■ Entries shown
## start

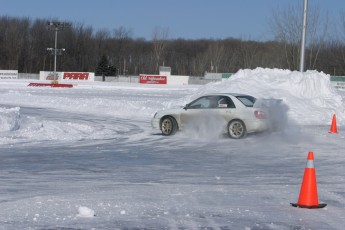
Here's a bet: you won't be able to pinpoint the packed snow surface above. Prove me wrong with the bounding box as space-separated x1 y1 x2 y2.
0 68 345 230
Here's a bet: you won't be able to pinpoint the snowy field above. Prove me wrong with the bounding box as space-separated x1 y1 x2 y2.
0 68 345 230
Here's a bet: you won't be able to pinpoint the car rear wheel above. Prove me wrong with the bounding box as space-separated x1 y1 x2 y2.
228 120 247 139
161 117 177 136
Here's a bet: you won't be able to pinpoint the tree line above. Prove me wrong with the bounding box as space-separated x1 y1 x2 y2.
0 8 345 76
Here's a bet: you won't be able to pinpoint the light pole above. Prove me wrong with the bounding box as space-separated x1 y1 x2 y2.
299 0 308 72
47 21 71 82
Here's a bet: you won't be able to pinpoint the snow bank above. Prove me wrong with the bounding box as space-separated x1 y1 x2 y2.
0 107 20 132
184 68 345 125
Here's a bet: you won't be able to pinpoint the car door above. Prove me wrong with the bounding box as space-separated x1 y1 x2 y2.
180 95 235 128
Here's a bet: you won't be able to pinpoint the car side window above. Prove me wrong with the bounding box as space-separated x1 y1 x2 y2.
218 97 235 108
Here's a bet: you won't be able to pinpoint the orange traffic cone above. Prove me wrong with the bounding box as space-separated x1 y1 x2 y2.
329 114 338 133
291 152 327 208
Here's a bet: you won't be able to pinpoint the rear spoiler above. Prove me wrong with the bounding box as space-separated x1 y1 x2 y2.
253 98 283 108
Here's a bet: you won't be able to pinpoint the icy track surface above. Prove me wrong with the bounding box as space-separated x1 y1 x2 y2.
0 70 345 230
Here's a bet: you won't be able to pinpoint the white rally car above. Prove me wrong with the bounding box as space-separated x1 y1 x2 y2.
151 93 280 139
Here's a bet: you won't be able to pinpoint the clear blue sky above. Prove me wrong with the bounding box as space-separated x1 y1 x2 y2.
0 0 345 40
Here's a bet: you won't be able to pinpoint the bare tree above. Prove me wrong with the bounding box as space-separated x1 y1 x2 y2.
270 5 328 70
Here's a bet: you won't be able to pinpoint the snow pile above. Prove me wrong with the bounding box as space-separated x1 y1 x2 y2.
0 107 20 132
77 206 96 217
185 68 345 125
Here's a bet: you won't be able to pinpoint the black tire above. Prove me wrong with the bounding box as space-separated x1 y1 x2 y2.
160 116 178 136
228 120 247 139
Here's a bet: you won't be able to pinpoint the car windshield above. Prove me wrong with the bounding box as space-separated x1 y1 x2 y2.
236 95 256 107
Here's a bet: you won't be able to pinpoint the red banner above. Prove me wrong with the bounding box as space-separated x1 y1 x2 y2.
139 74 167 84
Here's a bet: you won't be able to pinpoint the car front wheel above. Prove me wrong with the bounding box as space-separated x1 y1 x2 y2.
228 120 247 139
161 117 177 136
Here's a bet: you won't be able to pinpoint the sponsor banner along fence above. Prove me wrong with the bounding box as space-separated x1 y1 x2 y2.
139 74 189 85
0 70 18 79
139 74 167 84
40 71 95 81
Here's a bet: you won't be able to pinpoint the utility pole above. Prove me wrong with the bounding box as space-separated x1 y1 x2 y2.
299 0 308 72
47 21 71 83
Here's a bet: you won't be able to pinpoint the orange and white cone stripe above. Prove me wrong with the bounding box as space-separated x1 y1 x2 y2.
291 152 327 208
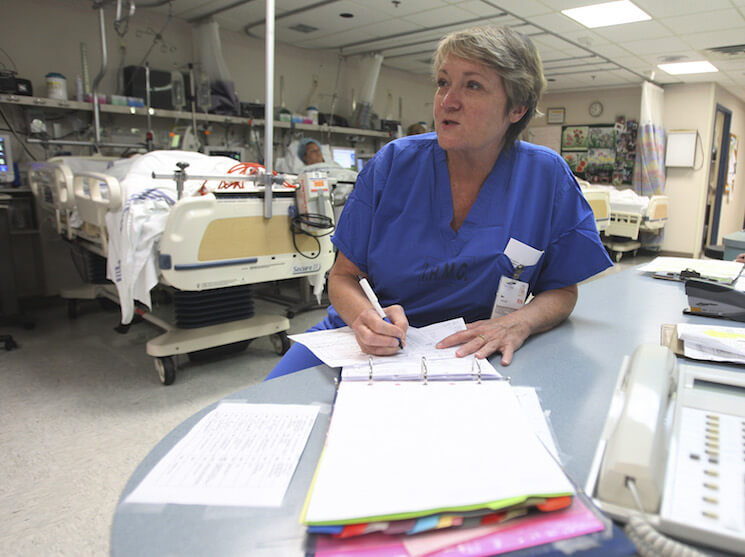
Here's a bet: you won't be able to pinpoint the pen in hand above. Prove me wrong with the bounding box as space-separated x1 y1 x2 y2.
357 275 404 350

## end

■ Work required
Give every line of the listing again with each "bounding box" swapped for "enclosing box" and nothing else changed. Omit the pictures.

■ Finished exercise
Here's a bet: you won't be able to pinpoint the packed snow surface above. Prove me wrong with the enclosing box as space-separated x1 y1 x2 y2.
0 68 345 230
Here's a bet: you won't be able to pinpoint the snowy field above. Prove me wrong with the enclosing box as space-separated x1 y1 x2 y2.
0 68 345 230
Here's a bet: you won't be able to pinpoint the car rear wheel above. Prove me wrong with the enclosing box as space-separated x1 y1 x2 y2.
228 120 247 139
161 117 177 136
Here's a bet: you won't be able to pinpoint the tree line above. Prove me wrong with the enclosing box as space-separated x1 y1 x2 y2.
0 8 345 76
Here's a bet: you won't be able to pinpoint the light pole above. Prove me wrong with the enclosing box as space-separated x1 y1 x2 y2.
299 0 308 72
47 21 71 82
Here's a bet: you won't be able to pinpoint the snow bank above. Prove me wrong with the enclosing box as space-separated x1 y1 x2 y2.
0 107 20 132
184 68 345 125
Here's a bet: you won't be able to pinpoint the car door above. Prove me wrong with the enclosing box as space-separated x1 y1 x2 y2.
180 95 235 128
Here's a bet: you won't be able to pinpoint the car side window above. Prove me wrong with the enclosing box as space-separated x1 y1 x2 y2.
218 97 235 108
Here's a bet: you won't be able to pinpoint the orange traffic cone above. Prove me wrong with the enclosing box as space-separated x1 y1 x2 y2.
329 114 338 133
291 152 327 208
Here's a bet: you won't be able to pinpoint the rear spoiler above. Prove me wrong with the enclosing box as space-separated x1 y1 x2 y2.
253 98 283 108
Here's a bet: you won't be able to pinpoint the icy track surface above. Prove me wrong with the enclosing box as space-separated x1 y1 x2 y2.
0 70 345 230
Here's a bet: you won't be able to pinpoint the white rally car above. Prove me wrong with the enclosing box as space-separated x1 y1 x2 y2.
151 93 280 139
Here's a bet: you won't be able to pinpoint the clear blue sky above. Prove me wrong with the enclosing box as space-separated x1 y1 x2 y2.
0 0 345 40
Here's a bet: you won't be able to pinpoint the bare tree above. Prove me wrong with the enclosing box as space-separated x1 y1 x2 y2.
270 5 328 70
Here's a bet: you won't be able to pinpoint the snow pile above. Prove me wrong with the enclosing box as space-separated x1 y1 x2 y2.
0 107 20 132
77 206 96 217
185 68 345 125
Here's a bet: you won't be able to pinpoint the black tire above. Prove me wrong with the enclosing box as space-separated x1 y1 x2 y2.
160 116 178 136
228 120 247 139
Here's a bet: you won't be able to pinpoint the car windshield above. Prove me wrong with the enclosing box as space-separated x1 y1 x2 y2.
236 95 256 107
Here's a bet: you won't be able to pinpoint the red banner above. Prove me wrong with the enclosing box as space-separated x1 y1 x2 y2.
139 74 167 84
Here's a bet: you won't be able to pinpoint the car front wheel above. Prove me wrong with the enclosing box as space-separated x1 y1 x2 y2.
228 120 247 139
161 117 177 136
Here's a bet: you won't be able to pinpoint the sponsor banner along fence above. Prove me wrong with the enclosing box as space-separated x1 y1 x2 y2.
139 74 189 85
0 70 18 79
139 74 167 84
40 71 95 81
Here's a bet: you won't be able to pinpoint the utility pole above. Prove me wrong with the enclosing box as space-separated x1 y1 x2 y2.
299 0 308 72
47 21 71 83
Here's a bet: you won't be able to pinpoint the orange and white cone stripe above. Prove me wrong with the enclosing box as space-separated x1 y1 x2 y2.
291 152 327 208
Here's a bet: you won't be able to pinpoint the pen in hand above. Prove me wrong with the enclosing box as space-separated x1 y1 x2 y2.
357 275 404 350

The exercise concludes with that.